§ PERMINTAAN YANG DIBERIKAN
Ubah semua baris di bawah ini menjadi daftar bernomor, tanpa menyertakan baris kosong.

§ KUMPULAN DATA
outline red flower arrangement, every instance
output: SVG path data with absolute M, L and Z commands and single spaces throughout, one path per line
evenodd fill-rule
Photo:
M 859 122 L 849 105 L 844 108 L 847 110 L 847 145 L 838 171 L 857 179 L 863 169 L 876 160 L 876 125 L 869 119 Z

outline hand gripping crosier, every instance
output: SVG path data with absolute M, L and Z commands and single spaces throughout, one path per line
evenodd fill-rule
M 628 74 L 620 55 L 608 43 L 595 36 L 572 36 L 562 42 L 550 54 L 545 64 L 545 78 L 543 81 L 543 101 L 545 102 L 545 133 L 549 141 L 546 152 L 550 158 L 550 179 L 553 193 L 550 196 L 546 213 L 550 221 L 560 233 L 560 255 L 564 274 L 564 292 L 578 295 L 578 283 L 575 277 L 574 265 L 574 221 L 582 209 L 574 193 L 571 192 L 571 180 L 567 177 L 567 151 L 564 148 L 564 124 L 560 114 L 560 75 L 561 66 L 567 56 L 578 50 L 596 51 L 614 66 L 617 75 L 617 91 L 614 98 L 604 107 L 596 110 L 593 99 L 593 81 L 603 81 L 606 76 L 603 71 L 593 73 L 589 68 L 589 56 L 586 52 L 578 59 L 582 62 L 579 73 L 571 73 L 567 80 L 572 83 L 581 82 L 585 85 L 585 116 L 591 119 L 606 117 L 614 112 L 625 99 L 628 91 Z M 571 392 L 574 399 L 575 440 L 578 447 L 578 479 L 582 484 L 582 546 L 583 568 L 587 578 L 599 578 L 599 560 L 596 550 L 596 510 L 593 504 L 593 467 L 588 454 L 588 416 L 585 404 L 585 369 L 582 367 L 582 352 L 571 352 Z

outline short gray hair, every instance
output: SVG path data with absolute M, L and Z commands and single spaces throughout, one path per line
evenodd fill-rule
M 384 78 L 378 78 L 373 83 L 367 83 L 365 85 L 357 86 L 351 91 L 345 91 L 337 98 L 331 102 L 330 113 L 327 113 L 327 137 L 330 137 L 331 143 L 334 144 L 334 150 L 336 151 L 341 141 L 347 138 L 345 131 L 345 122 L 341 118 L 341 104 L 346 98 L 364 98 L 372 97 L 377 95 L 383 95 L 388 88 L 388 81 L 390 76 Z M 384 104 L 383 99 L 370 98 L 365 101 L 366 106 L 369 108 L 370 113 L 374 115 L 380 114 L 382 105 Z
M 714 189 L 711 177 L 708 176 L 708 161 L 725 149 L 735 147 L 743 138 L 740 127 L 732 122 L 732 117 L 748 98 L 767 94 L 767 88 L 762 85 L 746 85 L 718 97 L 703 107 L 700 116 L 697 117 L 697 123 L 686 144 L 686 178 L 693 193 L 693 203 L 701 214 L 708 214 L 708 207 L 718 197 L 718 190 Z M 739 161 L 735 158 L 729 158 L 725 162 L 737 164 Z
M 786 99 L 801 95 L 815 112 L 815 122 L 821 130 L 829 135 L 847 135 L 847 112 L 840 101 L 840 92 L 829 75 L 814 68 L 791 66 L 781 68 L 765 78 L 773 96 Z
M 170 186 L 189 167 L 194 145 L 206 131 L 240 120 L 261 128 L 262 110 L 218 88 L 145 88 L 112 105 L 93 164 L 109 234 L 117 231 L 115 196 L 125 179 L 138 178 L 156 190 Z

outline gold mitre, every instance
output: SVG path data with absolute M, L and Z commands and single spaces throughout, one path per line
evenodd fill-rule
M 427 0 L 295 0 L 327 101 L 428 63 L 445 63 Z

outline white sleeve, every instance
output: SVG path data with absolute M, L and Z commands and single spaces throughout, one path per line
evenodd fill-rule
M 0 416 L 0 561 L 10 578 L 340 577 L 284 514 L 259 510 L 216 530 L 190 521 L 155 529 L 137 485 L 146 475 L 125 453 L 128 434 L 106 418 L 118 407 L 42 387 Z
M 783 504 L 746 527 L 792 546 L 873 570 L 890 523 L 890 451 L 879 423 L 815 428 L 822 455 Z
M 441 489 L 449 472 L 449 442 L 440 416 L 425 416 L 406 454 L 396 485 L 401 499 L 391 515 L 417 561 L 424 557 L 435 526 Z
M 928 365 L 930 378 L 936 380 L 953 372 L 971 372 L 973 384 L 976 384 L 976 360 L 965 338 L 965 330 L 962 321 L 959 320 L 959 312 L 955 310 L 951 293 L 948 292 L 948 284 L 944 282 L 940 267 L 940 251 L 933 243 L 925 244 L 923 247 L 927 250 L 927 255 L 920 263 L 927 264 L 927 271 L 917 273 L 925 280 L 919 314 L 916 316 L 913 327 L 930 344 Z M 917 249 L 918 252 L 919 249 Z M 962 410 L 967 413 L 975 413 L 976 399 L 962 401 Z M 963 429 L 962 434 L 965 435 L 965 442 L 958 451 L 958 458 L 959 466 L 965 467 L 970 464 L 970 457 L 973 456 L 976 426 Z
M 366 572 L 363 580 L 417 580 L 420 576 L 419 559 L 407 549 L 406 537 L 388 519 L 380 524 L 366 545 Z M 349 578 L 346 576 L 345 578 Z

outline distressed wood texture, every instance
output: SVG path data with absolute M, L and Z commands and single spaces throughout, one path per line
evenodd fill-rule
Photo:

§ HASIL YANG BENAR
1. outline red flower arrangement, every instance
2. output: SVG path data with absolute M, L and Z commands and single spaces throughout, one path per line
3. evenodd fill-rule
4. Photo:
5. M 859 122 L 849 105 L 844 108 L 847 110 L 847 145 L 838 171 L 857 179 L 863 169 L 876 160 L 876 125 L 869 119 Z
6. outline hand gripping crosier, every instance
7. output: SVG path data with absolute M, L and Z commands and single spaces throughout, one path per line
8. evenodd fill-rule
9. M 628 74 L 620 55 L 608 43 L 595 36 L 572 36 L 562 42 L 550 54 L 545 64 L 545 78 L 543 81 L 543 101 L 545 102 L 545 133 L 549 141 L 546 152 L 550 158 L 550 179 L 553 193 L 550 196 L 546 213 L 550 221 L 560 233 L 560 255 L 564 274 L 564 292 L 578 295 L 578 283 L 575 277 L 574 265 L 574 221 L 582 209 L 574 193 L 571 192 L 571 180 L 567 177 L 567 151 L 564 148 L 564 124 L 560 114 L 560 75 L 561 66 L 567 56 L 578 50 L 596 51 L 614 66 L 617 75 L 617 91 L 614 98 L 604 107 L 596 110 L 593 99 L 593 81 L 603 81 L 606 76 L 603 71 L 593 73 L 589 68 L 589 56 L 586 52 L 578 59 L 582 62 L 579 73 L 571 73 L 567 80 L 572 83 L 581 82 L 585 85 L 585 116 L 591 119 L 606 117 L 614 112 L 625 99 L 628 91 Z M 571 392 L 574 399 L 575 440 L 578 447 L 578 479 L 582 484 L 582 546 L 583 568 L 587 578 L 599 578 L 599 560 L 596 550 L 596 510 L 593 504 L 593 467 L 588 454 L 588 416 L 585 404 L 585 369 L 582 367 L 582 352 L 571 352 Z
10. outline short gray hair, every instance
11. output: SVG path data with absolute M, L and Z commands and single spaces throughout, one path per line
12. evenodd fill-rule
13. M 384 78 L 378 78 L 373 83 L 367 83 L 365 85 L 357 86 L 351 91 L 345 91 L 337 98 L 331 102 L 330 113 L 327 113 L 327 137 L 330 137 L 331 143 L 334 144 L 334 150 L 336 151 L 341 141 L 347 138 L 345 131 L 345 122 L 341 118 L 341 104 L 346 98 L 364 98 L 372 97 L 377 95 L 383 95 L 388 88 L 388 81 L 390 76 Z M 384 104 L 383 99 L 370 98 L 365 101 L 366 106 L 369 108 L 370 113 L 374 115 L 380 114 L 382 105 Z
14. M 714 189 L 711 177 L 708 176 L 708 161 L 725 149 L 735 147 L 743 138 L 740 127 L 732 122 L 732 117 L 748 98 L 767 94 L 767 88 L 762 85 L 746 85 L 718 97 L 703 107 L 700 116 L 697 117 L 697 123 L 686 144 L 686 178 L 693 193 L 693 203 L 701 214 L 708 214 L 708 207 L 718 197 L 718 190 Z M 739 161 L 735 158 L 729 158 L 725 162 L 737 164 Z
15. M 786 99 L 801 95 L 815 112 L 815 122 L 821 130 L 829 135 L 847 135 L 847 112 L 840 101 L 840 92 L 829 75 L 814 68 L 791 66 L 781 68 L 765 78 L 773 96 Z
16. M 170 186 L 189 167 L 194 145 L 206 131 L 240 120 L 261 128 L 262 110 L 218 88 L 145 88 L 112 105 L 93 164 L 109 234 L 117 231 L 115 196 L 125 179 L 138 178 L 156 190 Z
17. outline gold mitre, every instance
18. output: SVG path data with absolute M, L and Z commands and single spaces throughout, one path per line
19. evenodd fill-rule
20. M 427 0 L 295 0 L 327 101 L 428 63 L 445 63 Z
21. outline white sleeve, every instance
22. output: SVG path data with absolute M, L and Z commands and single spaces throughout, one path per line
23. evenodd fill-rule
24. M 0 416 L 0 561 L 10 578 L 340 577 L 284 514 L 259 510 L 216 530 L 190 521 L 155 529 L 137 485 L 146 475 L 125 453 L 128 434 L 106 418 L 118 407 L 42 387 Z
25. M 783 504 L 746 527 L 792 546 L 873 570 L 890 523 L 890 451 L 879 423 L 815 428 L 822 455 Z
26. M 441 489 L 449 472 L 449 442 L 440 416 L 425 416 L 406 454 L 396 485 L 401 499 L 391 515 L 417 561 L 424 557 L 435 526 Z
27. M 928 365 L 930 378 L 936 380 L 953 372 L 971 372 L 973 384 L 976 384 L 976 360 L 965 338 L 965 330 L 962 321 L 959 320 L 959 312 L 955 310 L 951 293 L 948 292 L 948 284 L 944 282 L 940 267 L 940 251 L 933 243 L 925 244 L 923 247 L 927 250 L 927 255 L 920 263 L 927 264 L 927 271 L 917 273 L 925 280 L 919 314 L 916 316 L 913 327 L 930 344 Z M 917 249 L 918 252 L 919 249 Z M 962 410 L 967 413 L 975 413 L 976 399 L 962 401 Z M 963 429 L 962 434 L 965 435 L 965 442 L 958 451 L 958 458 L 959 466 L 965 467 L 970 464 L 970 457 L 973 456 L 976 426 Z
28. M 366 572 L 363 580 L 417 580 L 420 576 L 419 559 L 407 549 L 406 537 L 388 519 L 380 524 L 366 545 Z M 349 578 L 346 576 L 345 578 Z
29. outline distressed wood texture, every instance
30. output: SVG path data with absolute M, L and Z commands and single spaces throughout, one path per line
31. evenodd fill-rule
32. Photo:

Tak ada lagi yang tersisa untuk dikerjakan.